• **Stated problem 1**
List every line in the entries below that contains the string "mint".

• **Document passage**
============

In the early 1970s, a group of Buddhist monks backed by Mallika Ratwatte (MP for Balangoda) staged a protest to take the Kuragala for Buddhist worship (McGilvray, 2016). In 1971, the Department of Archaeology designated Kuragala as an archaeological reserve containing the remains of a Buddhist monastery circa 2nd century B.C. (McGilvray, 2016). The Register of Ancient Monuments that was published in 1972 by the Ministry of Cultural Affairs recorded three archaeological sites in the geographical area known as Kuragala and it included Galtemyaya, Kuragala, and Budugala (Deegalle, 2019).

Again in the early 2010s, several campaigns led by a few Buddhist organizations such as Jathika Hela Urumaya (JHU), Bodu Bala Sena (BBS), and Sinhala Ravaya pressured the then government in the purpose of occupying Kuragala for the worship of Buddhists (Deegalle, 2019; McGilvray, 2016). As a result of these campaigns, all the modern structures (shops, kitchens, restrooms etc.) were removed from the area of the archaeological reserve, except for the mosque and the exposed Muslim tombs (McGilvray, 2016).
 
An archaeological reserve
The Kuragala (consist of 52 acres, 2 roods, 19 perches) in Uggal Kaltota and Thanjatenna villages in the Divisional Secretary’s Division, Balangoda is an archaeological reserve, declared by a government Gazette notification published on 3 December 1971.

References
1) Abeyawardana, H.A.P., 2002. Heritage of Sabaragamuwa: Major natural, cultural and historic sites. Sabaragamuwa Development Bank and The Central Bank of Sri Lanka. ISBN: 955-575-077-7. pp.28-29.

============

• **Given records**
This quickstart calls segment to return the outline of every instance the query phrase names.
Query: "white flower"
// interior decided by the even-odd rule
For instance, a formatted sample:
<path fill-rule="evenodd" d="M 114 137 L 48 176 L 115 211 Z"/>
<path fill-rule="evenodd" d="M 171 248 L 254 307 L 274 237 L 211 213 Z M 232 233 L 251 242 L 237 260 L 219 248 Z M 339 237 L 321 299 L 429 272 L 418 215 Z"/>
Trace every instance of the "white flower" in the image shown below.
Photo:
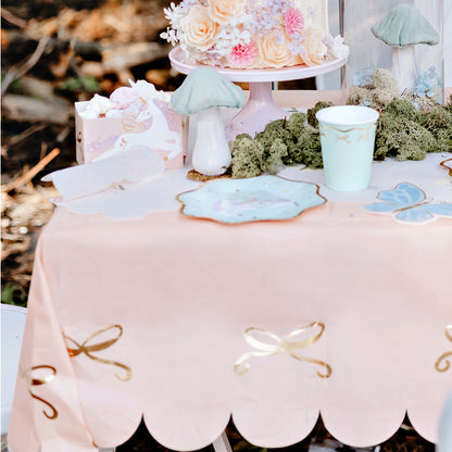
<path fill-rule="evenodd" d="M 101 114 L 105 114 L 111 109 L 112 102 L 109 98 L 95 95 L 89 101 L 86 110 L 80 113 L 80 116 L 85 120 L 92 120 L 93 117 L 99 117 Z"/>
<path fill-rule="evenodd" d="M 349 54 L 349 47 L 343 43 L 343 38 L 340 35 L 335 38 L 331 35 L 327 36 L 324 43 L 328 48 L 328 59 L 342 59 Z"/>
<path fill-rule="evenodd" d="M 146 80 L 138 80 L 137 83 L 134 83 L 131 80 L 128 80 L 131 88 L 137 91 L 138 96 L 145 101 L 150 102 L 152 99 L 158 99 L 166 104 L 170 104 L 170 95 L 164 91 L 158 91 L 155 87 Z"/>

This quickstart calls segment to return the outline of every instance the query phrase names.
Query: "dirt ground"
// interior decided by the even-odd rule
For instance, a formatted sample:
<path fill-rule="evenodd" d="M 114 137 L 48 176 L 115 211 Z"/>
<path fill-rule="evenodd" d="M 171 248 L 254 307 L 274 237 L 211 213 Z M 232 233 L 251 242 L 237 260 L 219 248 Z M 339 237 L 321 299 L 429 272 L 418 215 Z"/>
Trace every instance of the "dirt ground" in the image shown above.
<path fill-rule="evenodd" d="M 183 76 L 171 70 L 165 42 L 165 0 L 3 0 L 1 301 L 26 305 L 34 252 L 53 213 L 58 192 L 40 178 L 75 164 L 74 102 L 110 95 L 128 78 L 158 89 L 176 89 Z M 141 47 L 137 46 L 141 45 Z M 142 52 L 142 46 L 146 52 Z M 117 62 L 112 64 L 112 61 Z M 282 89 L 314 88 L 313 80 Z M 47 110 L 47 105 L 51 105 Z M 43 114 L 42 112 L 47 112 Z M 235 452 L 256 451 L 227 428 Z M 302 442 L 281 452 L 352 451 L 331 438 L 319 420 Z M 323 448 L 323 449 L 322 449 Z M 118 452 L 162 451 L 141 425 Z M 211 452 L 212 447 L 205 449 Z M 434 452 L 405 419 L 380 452 Z"/>

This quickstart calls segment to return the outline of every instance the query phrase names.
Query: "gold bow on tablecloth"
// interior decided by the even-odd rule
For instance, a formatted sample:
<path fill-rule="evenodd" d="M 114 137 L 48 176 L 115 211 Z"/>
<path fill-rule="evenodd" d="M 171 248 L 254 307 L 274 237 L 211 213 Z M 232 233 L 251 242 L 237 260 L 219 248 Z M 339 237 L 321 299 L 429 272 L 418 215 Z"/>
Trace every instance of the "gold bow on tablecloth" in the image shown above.
<path fill-rule="evenodd" d="M 294 340 L 301 335 L 303 335 L 305 331 L 319 327 L 321 330 L 309 338 L 301 339 L 301 340 Z M 321 378 L 329 378 L 331 376 L 331 367 L 329 364 L 325 363 L 324 361 L 316 360 L 314 357 L 307 357 L 302 356 L 298 353 L 298 350 L 305 349 L 306 347 L 312 346 L 313 343 L 317 342 L 317 340 L 322 337 L 323 332 L 325 330 L 325 325 L 319 322 L 313 322 L 304 327 L 298 328 L 294 331 L 292 331 L 289 336 L 287 336 L 285 339 L 279 338 L 278 336 L 274 335 L 271 331 L 267 331 L 263 328 L 258 327 L 250 327 L 247 328 L 243 332 L 244 340 L 254 349 L 258 349 L 258 351 L 252 351 L 244 353 L 242 356 L 240 356 L 235 365 L 234 371 L 238 375 L 246 374 L 250 368 L 251 365 L 248 363 L 252 357 L 262 357 L 262 356 L 272 356 L 279 353 L 289 353 L 290 356 L 294 357 L 296 360 L 303 361 L 305 363 L 316 364 L 325 368 L 325 373 L 321 373 L 317 371 L 317 375 Z M 264 342 L 261 339 L 258 339 L 254 334 L 259 332 L 261 336 L 264 336 L 267 339 L 271 339 L 272 342 Z"/>
<path fill-rule="evenodd" d="M 105 340 L 103 342 L 89 344 L 89 342 L 91 342 L 92 339 L 97 338 L 98 336 L 100 336 L 103 332 L 109 331 L 111 329 L 117 329 L 118 332 L 117 332 L 117 336 L 115 338 Z M 92 354 L 95 352 L 100 352 L 100 351 L 105 350 L 109 347 L 113 346 L 114 343 L 116 343 L 120 340 L 121 336 L 123 336 L 123 327 L 121 325 L 111 325 L 106 328 L 103 328 L 103 329 L 100 329 L 99 331 L 93 332 L 81 344 L 76 342 L 74 339 L 72 339 L 67 336 L 65 336 L 65 338 L 76 346 L 75 349 L 67 348 L 67 351 L 70 352 L 70 355 L 72 357 L 75 357 L 75 356 L 84 353 L 90 360 L 97 361 L 98 363 L 110 364 L 112 366 L 121 367 L 122 369 L 124 369 L 126 372 L 126 375 L 121 376 L 118 374 L 115 374 L 115 376 L 116 376 L 116 378 L 118 378 L 122 381 L 127 381 L 131 378 L 130 367 L 126 366 L 125 364 L 118 363 L 117 361 L 104 360 L 102 357 L 95 356 Z"/>
<path fill-rule="evenodd" d="M 452 342 L 452 325 L 448 325 L 445 327 L 444 334 L 445 334 L 445 337 Z M 452 351 L 442 353 L 442 355 L 438 357 L 437 362 L 435 363 L 435 368 L 438 372 L 449 371 L 451 366 L 451 362 L 448 360 L 448 357 L 451 357 L 451 356 L 452 356 Z"/>
<path fill-rule="evenodd" d="M 34 372 L 38 371 L 38 369 L 46 369 L 46 371 L 50 371 L 50 373 L 48 373 L 45 376 L 41 376 L 39 378 L 34 378 Z M 27 387 L 28 387 L 28 392 L 29 394 L 36 399 L 39 400 L 39 402 L 43 403 L 45 405 L 47 405 L 51 411 L 50 413 L 46 410 L 42 411 L 42 413 L 45 414 L 46 417 L 48 417 L 49 419 L 55 419 L 58 417 L 58 411 L 55 410 L 55 407 L 49 403 L 47 400 L 36 395 L 35 393 L 32 392 L 32 389 L 34 386 L 41 386 L 41 385 L 46 385 L 50 381 L 52 381 L 55 376 L 56 376 L 56 369 L 53 366 L 49 366 L 49 365 L 39 365 L 39 366 L 32 366 L 26 368 L 22 363 L 18 366 L 18 375 L 25 380 Z"/>

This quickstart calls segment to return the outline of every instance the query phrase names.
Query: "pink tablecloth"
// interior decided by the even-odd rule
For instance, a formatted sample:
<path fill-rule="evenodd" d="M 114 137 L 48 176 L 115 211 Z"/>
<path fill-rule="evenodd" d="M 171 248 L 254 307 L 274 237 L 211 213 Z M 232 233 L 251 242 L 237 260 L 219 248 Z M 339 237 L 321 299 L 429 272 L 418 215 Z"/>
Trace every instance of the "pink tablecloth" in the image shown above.
<path fill-rule="evenodd" d="M 388 439 L 406 412 L 436 441 L 452 390 L 452 219 L 363 206 L 240 226 L 58 209 L 36 253 L 12 450 L 114 447 L 142 415 L 175 450 L 209 444 L 230 415 L 263 447 L 300 441 L 319 414 L 351 445 Z"/>

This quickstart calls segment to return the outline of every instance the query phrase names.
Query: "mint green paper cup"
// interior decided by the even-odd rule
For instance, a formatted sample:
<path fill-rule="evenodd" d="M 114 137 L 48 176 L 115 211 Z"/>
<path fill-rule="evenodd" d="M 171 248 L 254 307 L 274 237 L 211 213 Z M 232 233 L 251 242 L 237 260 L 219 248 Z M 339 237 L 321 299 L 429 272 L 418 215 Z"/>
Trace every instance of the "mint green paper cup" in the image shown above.
<path fill-rule="evenodd" d="M 325 185 L 357 191 L 371 184 L 378 112 L 368 106 L 338 105 L 316 114 L 321 130 Z"/>

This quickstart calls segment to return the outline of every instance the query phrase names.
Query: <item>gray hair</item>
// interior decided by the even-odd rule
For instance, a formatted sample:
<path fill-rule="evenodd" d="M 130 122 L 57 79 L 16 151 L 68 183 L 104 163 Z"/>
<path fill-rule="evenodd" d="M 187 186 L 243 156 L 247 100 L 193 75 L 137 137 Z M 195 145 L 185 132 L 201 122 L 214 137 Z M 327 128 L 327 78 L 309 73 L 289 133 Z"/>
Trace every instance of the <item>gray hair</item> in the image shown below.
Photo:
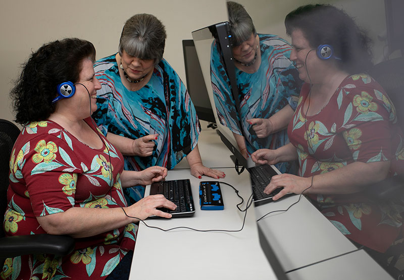
<path fill-rule="evenodd" d="M 119 54 L 125 52 L 141 59 L 154 59 L 157 64 L 163 58 L 166 29 L 153 15 L 137 14 L 126 21 L 119 39 Z"/>
<path fill-rule="evenodd" d="M 227 2 L 229 21 L 234 37 L 233 46 L 237 46 L 250 37 L 251 34 L 257 35 L 252 20 L 244 7 L 233 1 Z"/>

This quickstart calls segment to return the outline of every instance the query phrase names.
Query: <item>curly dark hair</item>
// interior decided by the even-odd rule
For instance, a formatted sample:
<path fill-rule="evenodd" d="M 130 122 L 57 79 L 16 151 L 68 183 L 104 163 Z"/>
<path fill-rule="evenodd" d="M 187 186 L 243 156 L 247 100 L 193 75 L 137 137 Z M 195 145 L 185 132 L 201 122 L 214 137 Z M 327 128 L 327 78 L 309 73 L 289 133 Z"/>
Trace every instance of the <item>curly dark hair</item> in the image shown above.
<path fill-rule="evenodd" d="M 373 65 L 371 40 L 355 20 L 329 5 L 308 5 L 292 11 L 285 18 L 289 36 L 300 29 L 313 49 L 322 44 L 332 46 L 341 59 L 340 68 L 350 74 L 367 72 Z"/>
<path fill-rule="evenodd" d="M 61 83 L 78 81 L 82 62 L 95 60 L 95 49 L 85 40 L 69 38 L 43 44 L 22 65 L 11 90 L 16 122 L 44 120 L 55 112 L 52 100 Z"/>

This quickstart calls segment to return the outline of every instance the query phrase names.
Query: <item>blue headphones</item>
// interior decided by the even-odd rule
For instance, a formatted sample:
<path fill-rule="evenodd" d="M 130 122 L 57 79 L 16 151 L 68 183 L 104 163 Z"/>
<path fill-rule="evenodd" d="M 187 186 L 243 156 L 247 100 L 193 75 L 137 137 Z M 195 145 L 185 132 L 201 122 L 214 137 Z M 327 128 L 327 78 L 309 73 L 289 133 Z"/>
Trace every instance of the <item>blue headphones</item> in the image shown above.
<path fill-rule="evenodd" d="M 62 98 L 72 97 L 76 92 L 76 87 L 72 82 L 64 82 L 58 85 L 57 91 L 58 97 L 52 100 L 53 104 Z"/>
<path fill-rule="evenodd" d="M 340 58 L 334 56 L 334 49 L 329 44 L 320 45 L 317 48 L 317 56 L 320 59 L 324 60 L 333 58 L 341 60 Z"/>

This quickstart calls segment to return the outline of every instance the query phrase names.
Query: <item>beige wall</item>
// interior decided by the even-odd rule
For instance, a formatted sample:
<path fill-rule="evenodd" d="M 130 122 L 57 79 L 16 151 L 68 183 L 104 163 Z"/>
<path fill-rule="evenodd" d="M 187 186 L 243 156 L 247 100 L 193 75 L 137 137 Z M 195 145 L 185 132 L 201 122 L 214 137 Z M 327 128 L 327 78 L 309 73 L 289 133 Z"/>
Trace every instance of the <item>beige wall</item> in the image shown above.
<path fill-rule="evenodd" d="M 307 0 L 239 0 L 260 32 L 285 34 L 285 16 Z M 377 36 L 385 30 L 383 0 L 319 0 L 343 8 L 370 31 L 375 43 L 375 61 L 382 57 L 384 43 Z M 181 41 L 191 32 L 227 19 L 224 0 L 2 0 L 0 11 L 0 118 L 13 117 L 9 92 L 19 65 L 44 42 L 67 37 L 91 41 L 101 58 L 117 51 L 125 21 L 139 13 L 155 15 L 166 25 L 164 57 L 185 80 Z"/>

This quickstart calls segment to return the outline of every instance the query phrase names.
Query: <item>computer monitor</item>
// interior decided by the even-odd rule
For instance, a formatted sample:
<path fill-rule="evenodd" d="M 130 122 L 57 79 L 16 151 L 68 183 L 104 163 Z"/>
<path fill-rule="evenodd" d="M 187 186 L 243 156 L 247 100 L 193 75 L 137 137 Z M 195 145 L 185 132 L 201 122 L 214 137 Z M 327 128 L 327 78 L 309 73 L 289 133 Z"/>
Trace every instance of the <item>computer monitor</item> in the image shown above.
<path fill-rule="evenodd" d="M 218 133 L 220 136 L 222 142 L 226 146 L 230 151 L 235 156 L 238 162 L 243 166 L 247 167 L 252 165 L 252 162 L 250 160 L 250 163 L 248 163 L 247 160 L 244 158 L 241 154 L 237 145 L 235 138 L 233 135 L 233 133 L 226 126 L 223 125 L 219 120 L 216 110 L 214 99 L 213 97 L 213 91 L 212 90 L 212 83 L 211 82 L 211 48 L 214 40 L 216 39 L 220 41 L 220 46 L 225 46 L 222 48 L 221 52 L 223 56 L 223 61 L 225 64 L 225 71 L 230 73 L 233 73 L 232 75 L 228 75 L 229 79 L 229 83 L 232 89 L 235 88 L 236 90 L 232 91 L 233 99 L 235 101 L 236 106 L 236 111 L 238 112 L 238 108 L 240 108 L 239 104 L 237 103 L 238 99 L 234 98 L 237 97 L 238 92 L 237 90 L 237 84 L 236 82 L 235 73 L 235 67 L 233 62 L 233 56 L 231 53 L 231 44 L 228 35 L 230 34 L 230 27 L 229 23 L 227 22 L 217 23 L 195 30 L 192 32 L 192 38 L 195 45 L 195 49 L 197 54 L 197 58 L 199 62 L 200 69 L 204 78 L 206 84 L 206 88 L 208 89 L 208 96 L 211 99 L 211 104 L 212 108 L 214 108 L 215 117 L 216 119 L 216 124 L 218 126 Z M 237 116 L 234 116 L 235 120 L 239 120 Z M 238 124 L 239 127 L 241 126 Z"/>
<path fill-rule="evenodd" d="M 252 162 L 248 162 L 241 155 L 237 145 L 235 139 L 230 129 L 222 125 L 219 121 L 217 114 L 216 113 L 216 107 L 214 101 L 213 92 L 211 82 L 211 48 L 215 39 L 220 42 L 224 63 L 225 65 L 225 71 L 227 71 L 229 82 L 232 89 L 232 95 L 234 99 L 236 111 L 238 112 L 239 104 L 238 104 L 237 96 L 238 92 L 236 84 L 235 71 L 233 57 L 231 53 L 231 44 L 229 38 L 230 34 L 229 23 L 222 22 L 195 30 L 192 32 L 194 43 L 197 53 L 198 59 L 200 65 L 202 74 L 204 76 L 206 88 L 208 89 L 209 96 L 211 100 L 211 104 L 216 118 L 219 134 L 222 141 L 235 156 L 239 163 L 243 166 L 247 167 Z M 234 89 L 234 90 L 233 90 Z M 240 126 L 241 127 L 241 125 Z M 272 249 L 270 243 L 265 237 L 259 225 L 257 224 L 258 234 L 261 248 L 264 251 L 270 264 L 272 267 L 277 277 L 279 279 L 287 279 L 285 272 Z"/>
<path fill-rule="evenodd" d="M 208 95 L 202 70 L 193 40 L 182 40 L 185 78 L 188 92 L 200 120 L 215 123 L 215 115 Z"/>
<path fill-rule="evenodd" d="M 384 0 L 389 54 L 400 50 L 404 55 L 404 1 Z"/>

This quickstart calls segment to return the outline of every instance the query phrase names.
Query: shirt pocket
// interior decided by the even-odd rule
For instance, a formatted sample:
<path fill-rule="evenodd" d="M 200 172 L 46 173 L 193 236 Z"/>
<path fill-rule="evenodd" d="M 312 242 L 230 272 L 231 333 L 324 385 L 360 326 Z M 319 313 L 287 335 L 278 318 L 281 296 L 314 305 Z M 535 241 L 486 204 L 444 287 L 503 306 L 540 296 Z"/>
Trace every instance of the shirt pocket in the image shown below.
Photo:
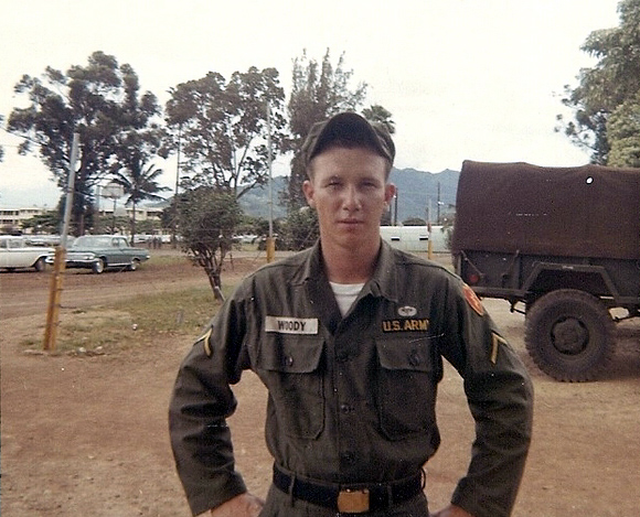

============

• **Stated problem 2**
In the Kuragala passage above, on what date was the government Gazette notification declaring Kuragala an archaeological reserve published?

• **Final result 1**
Query: "mint green paper cup"
Trace every instance of the "mint green paper cup" in the image shown above.

• **Final result 2**
3 December 1971